[WHAT YOU WILL DO] Your task is to repeat the lines below exactly, excluding any pictures they contain.

[RECORDS SHOWN]

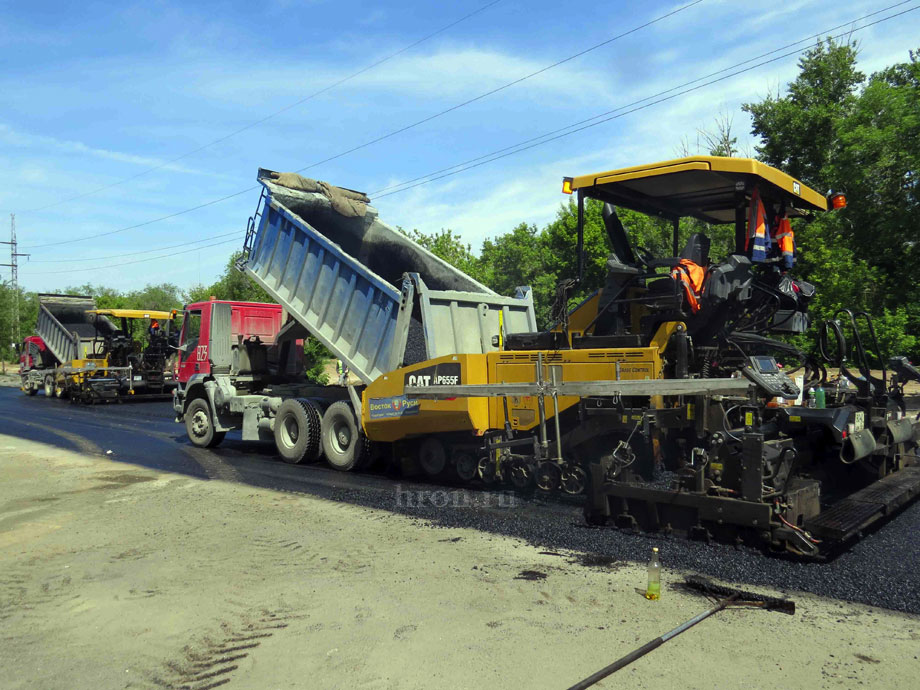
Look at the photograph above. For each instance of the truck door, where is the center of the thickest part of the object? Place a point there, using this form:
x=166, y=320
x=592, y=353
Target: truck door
x=193, y=345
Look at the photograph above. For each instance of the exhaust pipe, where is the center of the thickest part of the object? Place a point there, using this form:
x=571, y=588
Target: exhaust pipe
x=857, y=446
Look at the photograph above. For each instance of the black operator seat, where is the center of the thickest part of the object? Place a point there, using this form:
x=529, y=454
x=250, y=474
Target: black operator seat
x=622, y=270
x=697, y=249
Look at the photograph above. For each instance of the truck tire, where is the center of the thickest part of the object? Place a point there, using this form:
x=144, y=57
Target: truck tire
x=346, y=448
x=199, y=426
x=297, y=431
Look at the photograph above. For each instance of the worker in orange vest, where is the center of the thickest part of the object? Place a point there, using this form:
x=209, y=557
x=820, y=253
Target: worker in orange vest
x=785, y=241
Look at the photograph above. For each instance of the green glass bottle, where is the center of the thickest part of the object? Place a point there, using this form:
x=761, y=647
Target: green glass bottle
x=653, y=590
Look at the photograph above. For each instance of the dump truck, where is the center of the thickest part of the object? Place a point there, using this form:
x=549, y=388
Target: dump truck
x=665, y=397
x=91, y=355
x=396, y=304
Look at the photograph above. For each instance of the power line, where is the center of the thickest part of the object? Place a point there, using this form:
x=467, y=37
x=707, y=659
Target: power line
x=396, y=131
x=270, y=116
x=145, y=251
x=145, y=223
x=137, y=261
x=14, y=270
x=498, y=89
x=586, y=124
x=552, y=135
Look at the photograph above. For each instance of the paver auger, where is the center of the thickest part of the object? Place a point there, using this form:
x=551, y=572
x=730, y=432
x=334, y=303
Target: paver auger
x=667, y=400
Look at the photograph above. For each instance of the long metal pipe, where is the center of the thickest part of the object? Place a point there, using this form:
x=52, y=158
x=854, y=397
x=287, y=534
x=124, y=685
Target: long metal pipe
x=649, y=646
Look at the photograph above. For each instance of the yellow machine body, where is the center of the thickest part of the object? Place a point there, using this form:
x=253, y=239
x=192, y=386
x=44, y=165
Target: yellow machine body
x=389, y=415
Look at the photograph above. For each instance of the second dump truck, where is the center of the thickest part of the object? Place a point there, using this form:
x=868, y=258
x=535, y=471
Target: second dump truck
x=91, y=355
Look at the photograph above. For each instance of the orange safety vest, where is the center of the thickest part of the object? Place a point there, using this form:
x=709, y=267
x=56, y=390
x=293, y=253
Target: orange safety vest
x=692, y=276
x=785, y=240
x=757, y=228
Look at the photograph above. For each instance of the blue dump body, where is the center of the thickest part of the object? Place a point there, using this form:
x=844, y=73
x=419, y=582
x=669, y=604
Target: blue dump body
x=364, y=319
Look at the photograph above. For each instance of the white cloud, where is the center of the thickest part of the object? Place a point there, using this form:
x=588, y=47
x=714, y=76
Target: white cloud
x=47, y=144
x=449, y=73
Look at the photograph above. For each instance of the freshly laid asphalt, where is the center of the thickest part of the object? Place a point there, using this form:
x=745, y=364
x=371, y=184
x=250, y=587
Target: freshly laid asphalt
x=881, y=570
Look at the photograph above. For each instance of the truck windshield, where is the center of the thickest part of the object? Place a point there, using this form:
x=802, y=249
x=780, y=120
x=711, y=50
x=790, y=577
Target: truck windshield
x=191, y=329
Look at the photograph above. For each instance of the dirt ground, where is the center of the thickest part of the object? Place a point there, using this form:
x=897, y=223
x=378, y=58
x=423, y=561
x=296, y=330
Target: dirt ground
x=113, y=575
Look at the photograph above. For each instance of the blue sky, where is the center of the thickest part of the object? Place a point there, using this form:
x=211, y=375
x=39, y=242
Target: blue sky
x=92, y=93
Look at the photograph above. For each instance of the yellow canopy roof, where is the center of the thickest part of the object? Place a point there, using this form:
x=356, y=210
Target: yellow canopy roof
x=135, y=314
x=705, y=187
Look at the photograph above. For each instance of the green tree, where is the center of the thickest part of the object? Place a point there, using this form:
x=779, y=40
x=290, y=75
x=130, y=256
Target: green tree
x=798, y=131
x=833, y=134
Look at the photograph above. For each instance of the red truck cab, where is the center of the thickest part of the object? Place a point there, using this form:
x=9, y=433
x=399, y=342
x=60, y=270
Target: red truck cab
x=31, y=353
x=247, y=319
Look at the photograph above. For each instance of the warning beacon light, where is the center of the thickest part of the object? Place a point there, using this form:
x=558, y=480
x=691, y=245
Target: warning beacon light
x=837, y=199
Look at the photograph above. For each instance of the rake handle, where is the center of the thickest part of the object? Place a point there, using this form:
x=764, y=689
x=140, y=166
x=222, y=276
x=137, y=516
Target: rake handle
x=649, y=646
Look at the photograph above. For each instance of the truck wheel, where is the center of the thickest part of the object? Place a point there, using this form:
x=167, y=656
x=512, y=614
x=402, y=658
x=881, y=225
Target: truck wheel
x=344, y=445
x=297, y=431
x=200, y=427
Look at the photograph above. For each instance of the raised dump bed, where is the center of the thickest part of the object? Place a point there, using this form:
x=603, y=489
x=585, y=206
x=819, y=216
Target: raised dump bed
x=370, y=294
x=66, y=327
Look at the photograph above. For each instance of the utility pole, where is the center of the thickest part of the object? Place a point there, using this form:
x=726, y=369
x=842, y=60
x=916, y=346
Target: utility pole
x=14, y=269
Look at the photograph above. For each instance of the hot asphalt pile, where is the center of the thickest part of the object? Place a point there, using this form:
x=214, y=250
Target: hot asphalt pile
x=882, y=570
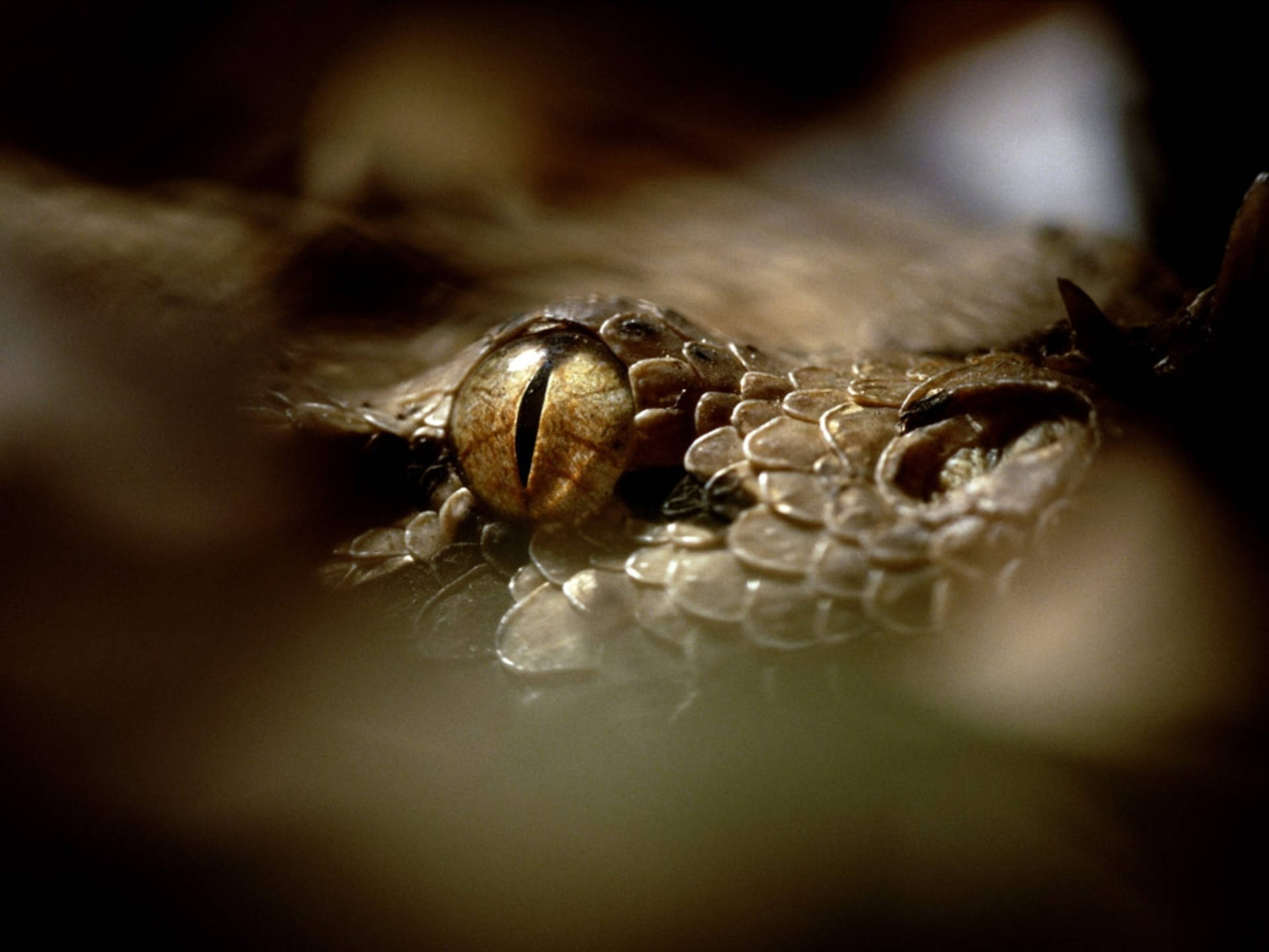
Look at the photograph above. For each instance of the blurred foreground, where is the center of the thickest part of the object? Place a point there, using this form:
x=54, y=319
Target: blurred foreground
x=204, y=751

[WORKED ANSWER]
Look at the photograph above. For each instance of the truck door, where is the center of the thickest part of the object? Place a point there, using this form:
x=166, y=320
x=592, y=353
Target: truck door
x=193, y=345
Look at the photograph above. For each instance of the exhaust pipe, where is the center of the thickest part of the object? Place a point there, using this form:
x=571, y=588
Target: exhaust pipe
x=857, y=446
Look at the photograph above. For each instance of the black operator seat, where is the center of the thickest part of the object? Place a point there, using this form:
x=529, y=454
x=250, y=474
Target: black operator seat
x=622, y=270
x=697, y=249
Look at the photograph above. For each instance of the truck tire, where is the center of the thickest part of the object? Place a point there, using this form:
x=144, y=57
Target: truck tire
x=346, y=448
x=199, y=426
x=297, y=431
Look at the photograph above. For each instance of the worker in orange vest, where is the center of the thickest part of the object? Place a point there, using this form:
x=209, y=557
x=820, y=253
Target: worker in orange vest
x=785, y=241
Look at the photograph above. For each instance of the green glass bottle, where is the center of the thickest part of the object? Place a point there, using this form:
x=761, y=647
Target: green glass bottle
x=653, y=590
Look at the photograph above. For each instance of the dump truck, where is the center of the thickest part of the object? Place a point there, using this form:
x=549, y=388
Target: dump truck
x=665, y=397
x=91, y=355
x=396, y=304
Look at the photograph above. For each instance of the power line, where is the center of the thickest part of the object? Place a point there, using this form:
x=467, y=37
x=707, y=659
Target: power line
x=396, y=131
x=270, y=116
x=145, y=251
x=145, y=223
x=137, y=261
x=14, y=270
x=498, y=89
x=586, y=124
x=552, y=135
Look at the photograph above. For each instance of the paver auger, where is the center of the thickest part of the object? Place a point there, using this form:
x=551, y=572
x=730, y=432
x=334, y=303
Target: paver auger
x=667, y=400
Look at the photograph above. For each instance of the long metal pipe, where is the center of the thickest part of the object? Place a point there, using this form:
x=52, y=158
x=854, y=397
x=287, y=534
x=124, y=685
Target: long metal pipe
x=649, y=646
Look at the photograph above. For each instance of the yellow machine body, where is the center of the thickest part of the object? Place a point there, using this form:
x=253, y=239
x=192, y=386
x=44, y=165
Target: yellow machine body
x=389, y=415
Look at the photograph above. For each instance of the second dump truck, where is the center of the thickest part of the object? Place a point there, using this form:
x=868, y=258
x=535, y=471
Target: second dump truck
x=91, y=355
Look at the photograph above. For each instance of the orange safety vest, where is the center of the thickest part of the object? Place a point there, using this form:
x=709, y=267
x=56, y=390
x=293, y=253
Target: orange safety vest
x=692, y=276
x=785, y=240
x=757, y=228
Look at the photograph above. For each instance of the blue dump body, where is the center of the thickest part of the object? Place a point there, using this form:
x=844, y=73
x=419, y=582
x=669, y=604
Target: blue dump body
x=364, y=319
Look at the photograph above. For each instance of the white cloud, where is the center of the thickest part of the object? Place a point there, using this form:
x=588, y=47
x=714, y=76
Target: white cloud
x=47, y=144
x=449, y=73
Look at the photograph above. For each instance of the freshly laid asphalt, where is the center of the thickest part of the object? Place a point there, using this form:
x=745, y=364
x=371, y=184
x=250, y=587
Target: freshly laid asphalt
x=881, y=570
Look at the photograph above. For each instance of the truck windshield, where is the center of the thickest part of the object? Place a point there, using this form:
x=802, y=249
x=780, y=120
x=711, y=50
x=790, y=577
Target: truck windshield
x=191, y=329
Look at the photograph above. For each instance of the dirt ground, where is the center of the thickest part of the object? Place a point there, using this form:
x=897, y=223
x=378, y=58
x=423, y=561
x=296, y=330
Target: dirt ground
x=113, y=575
Look at the photograph above. For each instance of the blue sky, where is the center of the thickest part of the object? Place a point there, using this form:
x=211, y=375
x=39, y=242
Target: blue sky
x=92, y=93
Look at the photograph above. For each instance of the yellow canopy roof, where is the center of the thickest part of the object? Place a point there, using this form:
x=356, y=210
Target: yellow canopy roof
x=135, y=314
x=705, y=187
Look at the photograph above. For each instance of the green tree, where is the center of the thickest part of the object? Place a point there, using this form:
x=779, y=40
x=290, y=75
x=130, y=256
Target: green tree
x=798, y=131
x=833, y=134
Look at the photograph above. For each instance of the red truck cab, where is the center of the thickest part of the object? Place a point there, using this form:
x=9, y=433
x=399, y=342
x=60, y=270
Target: red truck cab
x=31, y=353
x=247, y=319
Look at the photograph above. For each instance of the warning beacon light, where is the center of the thickest part of the object? Place a point there, using this form:
x=558, y=480
x=691, y=245
Target: warning beacon light
x=837, y=199
Look at the photograph above. For each instance of the rake handle, where is the center of the thickest part of the object? Place a point there, using this form:
x=764, y=689
x=140, y=166
x=222, y=276
x=137, y=516
Target: rake handle
x=649, y=646
Look at the photograph above. For each instance of the truck wheel, where is the center of the thickest part of the object? Place a point there, using this form:
x=167, y=656
x=512, y=614
x=402, y=658
x=881, y=225
Target: truck wheel
x=344, y=445
x=297, y=431
x=200, y=427
Look at the photograph above. For each instance of the raised dump bed, where is the center of the thickest part of the object? Place a point there, using this form:
x=603, y=489
x=585, y=206
x=819, y=216
Target: raised dump bed
x=370, y=294
x=66, y=327
Look at the photograph above. For each instance of the utility pole, where is the center of the thickest part of the object? Place a point there, using this form:
x=726, y=369
x=842, y=60
x=916, y=346
Target: utility pole
x=14, y=269
Look at the photograph above. For each instance of the hot asphalt pile, where is the center of the thickest part of the object? Place a point there, using this form:
x=214, y=250
Target: hot asphalt pile
x=882, y=570
Look at the photograph above. For each instance of the blurred foreground, where is the center of the thickest part of the object? Place a point there, using this form:
x=54, y=319
Target: blurred foreground
x=204, y=751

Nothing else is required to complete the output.